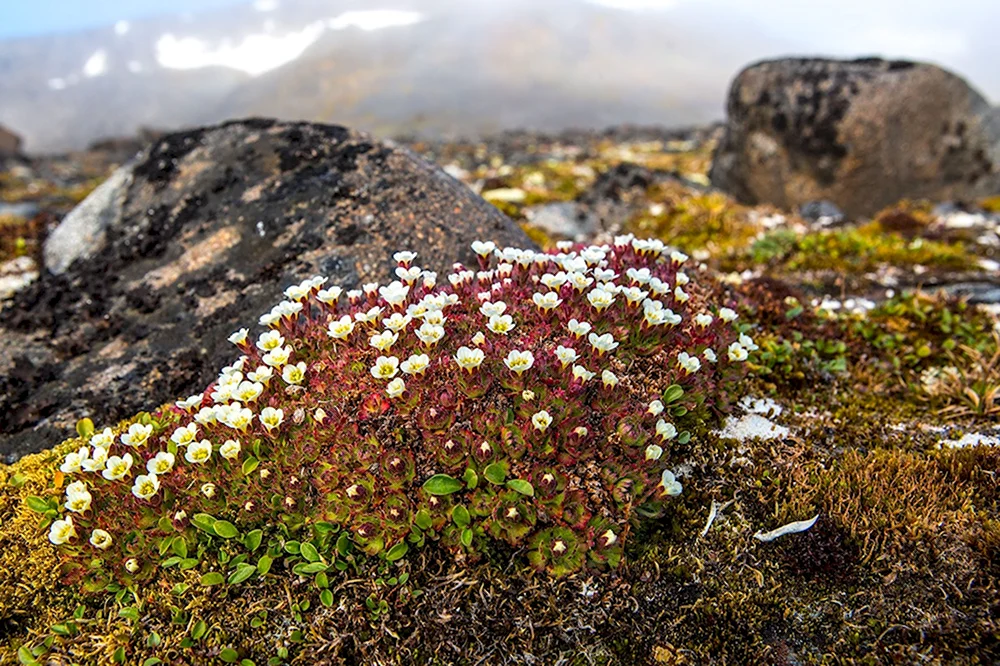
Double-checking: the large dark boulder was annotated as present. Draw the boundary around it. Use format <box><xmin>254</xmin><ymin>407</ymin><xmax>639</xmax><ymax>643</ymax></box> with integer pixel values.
<box><xmin>710</xmin><ymin>58</ymin><xmax>1000</xmax><ymax>216</ymax></box>
<box><xmin>0</xmin><ymin>119</ymin><xmax>531</xmax><ymax>459</ymax></box>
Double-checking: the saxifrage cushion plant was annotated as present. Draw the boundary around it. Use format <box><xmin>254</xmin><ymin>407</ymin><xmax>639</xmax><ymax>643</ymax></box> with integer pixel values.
<box><xmin>38</xmin><ymin>236</ymin><xmax>756</xmax><ymax>590</ymax></box>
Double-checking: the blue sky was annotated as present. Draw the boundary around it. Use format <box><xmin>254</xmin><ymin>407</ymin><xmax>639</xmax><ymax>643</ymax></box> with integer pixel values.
<box><xmin>0</xmin><ymin>0</ymin><xmax>247</xmax><ymax>39</ymax></box>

_ _ _

_Task goal_.
Quote every row above word for word, but leave out the pictures.

_Result for this task_.
Double-checking: the large dark boulder was annotated as present. Draw the boundary around it. Use format <box><xmin>254</xmin><ymin>407</ymin><xmax>639</xmax><ymax>643</ymax></box> with integer pixel values.
<box><xmin>710</xmin><ymin>58</ymin><xmax>1000</xmax><ymax>216</ymax></box>
<box><xmin>0</xmin><ymin>119</ymin><xmax>531</xmax><ymax>459</ymax></box>
Double-checking: the saxifrage cushion plant was annotated as present. Draw the boundary around it. Use format <box><xmin>254</xmin><ymin>407</ymin><xmax>639</xmax><ymax>643</ymax></box> with integer pixel values.
<box><xmin>38</xmin><ymin>236</ymin><xmax>756</xmax><ymax>590</ymax></box>
Double-checking: the blue sky was annotated as present. Draw the boundary around it. Use format <box><xmin>254</xmin><ymin>407</ymin><xmax>639</xmax><ymax>643</ymax></box> with integer pixel values.
<box><xmin>0</xmin><ymin>0</ymin><xmax>247</xmax><ymax>39</ymax></box>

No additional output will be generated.